**SUPPLIED TEXT**
--- --- ---

Re: [ovs-dev] [Backport] Backport max-idle to branch-1.10 - branch-2.1.

2014-06-20 Thread Polehn, Mike A

I had done an internal patch on OVS 2.0 code, does not seem like years ago, but 
the default timeout 
was 5 seconds for flow counts less than flow_eviction_threshold.
The histogram as written had some algorithm issues, so had the potential to 
thrash the 
system for excessive flow removal counts per loop that exceeded 
flow_eviction_threshold.

It might have been this discard of 99% (total / 100) of the flows (in reality 
all flows over 
flow_eviction_threshold) each revalidator loop could have been causing the 
thrashing 
problem that was observed with the earlier OVS versions.

Maybe making a more efficient revalidator might be another way to help this 
issue.

--- --- ---

**STORED DATA**
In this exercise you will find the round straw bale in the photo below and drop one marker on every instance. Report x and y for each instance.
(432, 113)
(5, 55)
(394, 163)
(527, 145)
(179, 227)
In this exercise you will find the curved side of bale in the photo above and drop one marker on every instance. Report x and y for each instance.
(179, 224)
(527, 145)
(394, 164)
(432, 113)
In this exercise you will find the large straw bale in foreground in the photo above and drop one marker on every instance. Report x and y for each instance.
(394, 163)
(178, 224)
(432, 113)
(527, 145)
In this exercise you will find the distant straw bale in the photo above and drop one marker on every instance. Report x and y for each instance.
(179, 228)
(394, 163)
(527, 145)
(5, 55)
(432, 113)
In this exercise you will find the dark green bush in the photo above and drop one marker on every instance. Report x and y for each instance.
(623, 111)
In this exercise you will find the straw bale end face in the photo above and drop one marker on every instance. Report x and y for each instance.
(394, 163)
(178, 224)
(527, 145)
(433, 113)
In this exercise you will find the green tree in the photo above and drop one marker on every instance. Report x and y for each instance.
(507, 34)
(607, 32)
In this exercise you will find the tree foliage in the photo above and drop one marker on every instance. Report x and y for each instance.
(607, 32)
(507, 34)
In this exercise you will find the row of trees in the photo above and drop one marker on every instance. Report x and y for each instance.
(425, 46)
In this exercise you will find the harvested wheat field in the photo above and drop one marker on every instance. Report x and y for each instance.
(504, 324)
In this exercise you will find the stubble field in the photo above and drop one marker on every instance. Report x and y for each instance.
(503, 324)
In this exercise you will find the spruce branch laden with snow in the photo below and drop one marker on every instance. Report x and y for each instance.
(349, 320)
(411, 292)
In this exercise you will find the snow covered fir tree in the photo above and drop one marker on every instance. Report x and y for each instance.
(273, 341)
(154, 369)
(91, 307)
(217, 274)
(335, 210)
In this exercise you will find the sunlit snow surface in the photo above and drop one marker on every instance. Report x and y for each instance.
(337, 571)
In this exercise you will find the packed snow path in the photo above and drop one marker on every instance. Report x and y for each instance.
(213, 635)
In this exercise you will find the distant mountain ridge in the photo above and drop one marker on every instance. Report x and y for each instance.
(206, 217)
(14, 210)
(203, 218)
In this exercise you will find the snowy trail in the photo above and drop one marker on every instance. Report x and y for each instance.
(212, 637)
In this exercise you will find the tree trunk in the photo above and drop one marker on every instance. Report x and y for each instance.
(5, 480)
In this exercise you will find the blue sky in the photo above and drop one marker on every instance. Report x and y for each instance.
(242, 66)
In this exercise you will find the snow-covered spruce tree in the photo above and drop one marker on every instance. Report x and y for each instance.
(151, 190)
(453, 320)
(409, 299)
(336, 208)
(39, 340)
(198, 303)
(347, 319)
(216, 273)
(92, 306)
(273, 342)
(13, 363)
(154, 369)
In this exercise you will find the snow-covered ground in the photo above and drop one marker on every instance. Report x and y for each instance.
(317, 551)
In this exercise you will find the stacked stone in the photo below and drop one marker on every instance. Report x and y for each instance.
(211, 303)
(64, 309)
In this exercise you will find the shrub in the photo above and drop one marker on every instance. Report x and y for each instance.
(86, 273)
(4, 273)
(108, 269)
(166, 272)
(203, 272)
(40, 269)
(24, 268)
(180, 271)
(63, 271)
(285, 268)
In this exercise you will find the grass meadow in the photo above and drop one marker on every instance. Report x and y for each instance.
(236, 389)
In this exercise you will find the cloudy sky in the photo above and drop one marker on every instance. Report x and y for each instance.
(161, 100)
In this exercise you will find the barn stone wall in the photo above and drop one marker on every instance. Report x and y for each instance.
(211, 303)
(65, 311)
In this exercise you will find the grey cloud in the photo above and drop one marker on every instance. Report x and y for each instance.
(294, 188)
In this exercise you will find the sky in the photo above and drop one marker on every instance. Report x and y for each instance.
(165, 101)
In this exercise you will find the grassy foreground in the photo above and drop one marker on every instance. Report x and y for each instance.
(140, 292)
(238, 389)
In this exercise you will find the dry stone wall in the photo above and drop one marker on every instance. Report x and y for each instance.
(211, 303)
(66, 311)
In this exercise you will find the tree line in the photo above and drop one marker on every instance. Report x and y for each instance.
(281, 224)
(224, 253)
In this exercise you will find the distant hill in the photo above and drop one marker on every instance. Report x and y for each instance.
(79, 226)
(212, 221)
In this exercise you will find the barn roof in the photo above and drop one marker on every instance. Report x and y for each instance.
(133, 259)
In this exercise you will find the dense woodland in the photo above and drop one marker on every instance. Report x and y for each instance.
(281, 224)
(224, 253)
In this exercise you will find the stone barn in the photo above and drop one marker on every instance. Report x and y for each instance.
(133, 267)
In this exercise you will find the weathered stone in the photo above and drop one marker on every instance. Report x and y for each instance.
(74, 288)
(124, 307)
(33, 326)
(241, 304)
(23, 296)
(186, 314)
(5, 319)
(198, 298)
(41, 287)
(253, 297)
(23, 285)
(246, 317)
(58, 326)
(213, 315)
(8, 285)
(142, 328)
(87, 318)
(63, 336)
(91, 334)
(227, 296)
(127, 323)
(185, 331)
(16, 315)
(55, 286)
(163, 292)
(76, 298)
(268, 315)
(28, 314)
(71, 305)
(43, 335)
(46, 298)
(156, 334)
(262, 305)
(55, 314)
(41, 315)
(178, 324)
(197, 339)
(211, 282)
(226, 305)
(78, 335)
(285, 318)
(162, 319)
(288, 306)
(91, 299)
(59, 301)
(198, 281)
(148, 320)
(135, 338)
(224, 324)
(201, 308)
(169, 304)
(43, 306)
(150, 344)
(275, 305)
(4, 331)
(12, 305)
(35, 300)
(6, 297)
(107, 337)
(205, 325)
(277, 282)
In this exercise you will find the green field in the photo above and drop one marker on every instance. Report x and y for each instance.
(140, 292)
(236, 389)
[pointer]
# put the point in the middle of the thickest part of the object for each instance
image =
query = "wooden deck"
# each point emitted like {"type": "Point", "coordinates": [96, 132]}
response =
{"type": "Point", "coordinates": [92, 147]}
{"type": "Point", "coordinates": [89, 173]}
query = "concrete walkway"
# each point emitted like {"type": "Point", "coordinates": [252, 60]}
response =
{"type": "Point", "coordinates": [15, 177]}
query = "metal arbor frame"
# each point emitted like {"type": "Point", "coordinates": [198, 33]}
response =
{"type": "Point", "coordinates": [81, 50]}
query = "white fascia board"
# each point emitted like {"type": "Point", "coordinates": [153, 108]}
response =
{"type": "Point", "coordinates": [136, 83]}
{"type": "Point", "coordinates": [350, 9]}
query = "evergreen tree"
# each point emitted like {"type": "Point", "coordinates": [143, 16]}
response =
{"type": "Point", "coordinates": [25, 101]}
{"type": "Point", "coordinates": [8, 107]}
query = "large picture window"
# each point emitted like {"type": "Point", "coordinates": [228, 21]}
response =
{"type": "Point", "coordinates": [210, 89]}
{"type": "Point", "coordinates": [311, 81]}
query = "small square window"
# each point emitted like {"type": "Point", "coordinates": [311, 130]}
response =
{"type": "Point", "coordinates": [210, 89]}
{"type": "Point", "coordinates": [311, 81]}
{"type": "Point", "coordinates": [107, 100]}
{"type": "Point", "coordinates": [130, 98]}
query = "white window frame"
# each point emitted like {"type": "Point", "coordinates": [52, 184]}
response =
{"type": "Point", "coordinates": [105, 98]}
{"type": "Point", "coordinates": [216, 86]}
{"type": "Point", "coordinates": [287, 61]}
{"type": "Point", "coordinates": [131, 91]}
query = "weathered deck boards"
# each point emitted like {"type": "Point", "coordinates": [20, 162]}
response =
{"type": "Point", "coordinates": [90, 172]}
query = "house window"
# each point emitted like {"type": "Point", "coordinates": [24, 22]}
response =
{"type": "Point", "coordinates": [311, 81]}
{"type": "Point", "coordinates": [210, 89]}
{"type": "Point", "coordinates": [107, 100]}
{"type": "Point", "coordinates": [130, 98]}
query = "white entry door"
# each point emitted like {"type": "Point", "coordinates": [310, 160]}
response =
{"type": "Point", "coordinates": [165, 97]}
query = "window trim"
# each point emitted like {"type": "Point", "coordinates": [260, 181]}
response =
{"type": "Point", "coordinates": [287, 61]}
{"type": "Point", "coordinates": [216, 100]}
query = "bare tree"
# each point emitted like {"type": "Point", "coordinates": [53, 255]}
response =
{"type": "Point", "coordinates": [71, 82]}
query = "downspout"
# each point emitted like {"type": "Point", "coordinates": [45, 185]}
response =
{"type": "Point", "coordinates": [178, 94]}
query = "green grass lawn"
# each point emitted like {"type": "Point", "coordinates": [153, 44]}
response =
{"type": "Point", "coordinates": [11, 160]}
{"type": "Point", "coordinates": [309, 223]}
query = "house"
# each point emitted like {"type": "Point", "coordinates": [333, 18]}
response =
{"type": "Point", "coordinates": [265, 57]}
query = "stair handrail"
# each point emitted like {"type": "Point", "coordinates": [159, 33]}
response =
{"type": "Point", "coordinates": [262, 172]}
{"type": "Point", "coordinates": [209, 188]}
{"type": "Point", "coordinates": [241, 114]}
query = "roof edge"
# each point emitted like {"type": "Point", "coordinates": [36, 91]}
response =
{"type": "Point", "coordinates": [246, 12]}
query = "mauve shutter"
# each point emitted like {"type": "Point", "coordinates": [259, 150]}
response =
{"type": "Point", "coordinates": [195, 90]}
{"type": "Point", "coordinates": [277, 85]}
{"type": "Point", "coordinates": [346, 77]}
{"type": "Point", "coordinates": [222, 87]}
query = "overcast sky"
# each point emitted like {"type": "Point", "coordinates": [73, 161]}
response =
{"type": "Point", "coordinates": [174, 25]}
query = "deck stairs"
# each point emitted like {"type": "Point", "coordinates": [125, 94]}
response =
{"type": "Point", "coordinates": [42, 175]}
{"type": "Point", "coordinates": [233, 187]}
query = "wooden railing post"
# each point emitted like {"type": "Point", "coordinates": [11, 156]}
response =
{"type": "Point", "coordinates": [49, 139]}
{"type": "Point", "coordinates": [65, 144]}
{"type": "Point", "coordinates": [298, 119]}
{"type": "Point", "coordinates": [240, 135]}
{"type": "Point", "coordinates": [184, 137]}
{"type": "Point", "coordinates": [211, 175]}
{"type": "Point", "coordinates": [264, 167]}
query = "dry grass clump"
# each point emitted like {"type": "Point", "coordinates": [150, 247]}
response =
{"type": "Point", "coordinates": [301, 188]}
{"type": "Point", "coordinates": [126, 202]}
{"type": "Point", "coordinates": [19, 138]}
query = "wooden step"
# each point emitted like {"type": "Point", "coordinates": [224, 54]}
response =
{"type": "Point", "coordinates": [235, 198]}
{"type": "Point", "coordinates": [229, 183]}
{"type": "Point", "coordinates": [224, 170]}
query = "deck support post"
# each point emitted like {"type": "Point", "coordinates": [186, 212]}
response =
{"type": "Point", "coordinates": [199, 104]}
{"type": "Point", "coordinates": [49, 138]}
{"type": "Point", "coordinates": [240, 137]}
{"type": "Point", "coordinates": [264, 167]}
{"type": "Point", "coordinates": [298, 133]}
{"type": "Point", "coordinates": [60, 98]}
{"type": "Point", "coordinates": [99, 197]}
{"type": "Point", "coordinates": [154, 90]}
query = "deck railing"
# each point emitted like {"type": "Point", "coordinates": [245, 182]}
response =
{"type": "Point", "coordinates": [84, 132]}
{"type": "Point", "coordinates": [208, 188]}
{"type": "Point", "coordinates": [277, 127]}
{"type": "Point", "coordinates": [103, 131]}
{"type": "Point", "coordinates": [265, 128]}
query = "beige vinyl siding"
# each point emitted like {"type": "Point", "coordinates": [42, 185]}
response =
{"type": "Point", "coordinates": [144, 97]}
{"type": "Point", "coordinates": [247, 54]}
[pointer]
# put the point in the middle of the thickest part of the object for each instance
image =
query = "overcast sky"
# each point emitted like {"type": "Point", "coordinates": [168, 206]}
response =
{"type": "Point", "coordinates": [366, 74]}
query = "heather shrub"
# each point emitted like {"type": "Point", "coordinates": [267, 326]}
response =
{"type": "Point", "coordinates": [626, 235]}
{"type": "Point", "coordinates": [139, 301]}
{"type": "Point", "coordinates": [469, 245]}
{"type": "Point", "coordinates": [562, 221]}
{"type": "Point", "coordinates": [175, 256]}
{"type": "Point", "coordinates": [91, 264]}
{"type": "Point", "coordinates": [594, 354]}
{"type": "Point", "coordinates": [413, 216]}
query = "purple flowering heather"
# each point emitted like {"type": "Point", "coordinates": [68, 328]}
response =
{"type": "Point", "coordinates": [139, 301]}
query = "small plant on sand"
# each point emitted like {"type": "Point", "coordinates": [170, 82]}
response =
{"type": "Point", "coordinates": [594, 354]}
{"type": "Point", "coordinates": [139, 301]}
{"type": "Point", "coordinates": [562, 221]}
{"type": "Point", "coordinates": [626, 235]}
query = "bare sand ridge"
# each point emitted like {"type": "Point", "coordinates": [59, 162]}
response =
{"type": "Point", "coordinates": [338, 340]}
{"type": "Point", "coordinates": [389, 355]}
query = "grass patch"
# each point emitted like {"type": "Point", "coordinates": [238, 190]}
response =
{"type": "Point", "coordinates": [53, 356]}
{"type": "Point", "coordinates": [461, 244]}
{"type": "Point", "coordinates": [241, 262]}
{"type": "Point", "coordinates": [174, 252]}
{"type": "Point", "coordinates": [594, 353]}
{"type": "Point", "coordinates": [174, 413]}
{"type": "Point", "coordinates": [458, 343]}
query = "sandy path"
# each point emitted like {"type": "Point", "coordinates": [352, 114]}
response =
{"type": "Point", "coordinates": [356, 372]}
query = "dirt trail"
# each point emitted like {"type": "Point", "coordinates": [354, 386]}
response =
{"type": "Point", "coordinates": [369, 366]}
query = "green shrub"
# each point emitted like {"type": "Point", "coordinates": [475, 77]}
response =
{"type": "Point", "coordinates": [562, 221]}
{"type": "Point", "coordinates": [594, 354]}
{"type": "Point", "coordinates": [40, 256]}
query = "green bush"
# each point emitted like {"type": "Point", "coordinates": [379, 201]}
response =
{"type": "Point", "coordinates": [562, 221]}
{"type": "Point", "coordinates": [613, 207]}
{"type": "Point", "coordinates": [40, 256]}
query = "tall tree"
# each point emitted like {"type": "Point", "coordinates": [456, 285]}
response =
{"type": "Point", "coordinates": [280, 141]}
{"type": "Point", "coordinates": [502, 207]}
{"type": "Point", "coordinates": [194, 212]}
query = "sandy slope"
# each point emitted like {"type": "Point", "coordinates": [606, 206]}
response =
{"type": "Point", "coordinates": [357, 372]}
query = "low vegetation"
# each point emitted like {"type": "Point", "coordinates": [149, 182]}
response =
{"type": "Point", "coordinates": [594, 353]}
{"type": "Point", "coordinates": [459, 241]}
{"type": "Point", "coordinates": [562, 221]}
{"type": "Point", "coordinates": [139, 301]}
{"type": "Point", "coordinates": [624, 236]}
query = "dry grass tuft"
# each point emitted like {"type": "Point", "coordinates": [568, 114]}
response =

--- --- ---

**SET OF TASKS**
a - Answer these questions from the OVS post:
(i) In the internal patch on OVS 2.0 code, what was the default timeout, and for what flow counts?
(ii) What did the histogram as written have?
(iii) What is suggested as another way to help the issue?
b - Reproduce the part of the OVS post starting at "I had done an" and ending at "less than flow_eviction_threshold.".
c - Decide whether each statement agrees with the OVS post, answering yes or no and quoting the words that decide it:
(i) The internal patch was done on OVS 2.0 code.
(ii) The default timeout was 10 seconds.
(iii) The discard described was of 50% of the flows.

**ANSWERS TO THE PROBLEMS**
a -
(i) 5 seconds, for flow counts less than flow_eviction_threshold.
(ii) Some algorithm issues.
(iii) Making a more efficient revalidator.

b -
I had done an internal patch on OVS 2.0 code, does not seem like years ago, but 
the default timeout 
was 5 seconds for flow counts less than flow_eviction_threshold.

c -
(i) Yes: "I had done an internal patch on OVS 2.0 code"
(ii) No: "the default timeout was 5 seconds"
(iii) No: "this discard of 99% (total / 100) of the flows"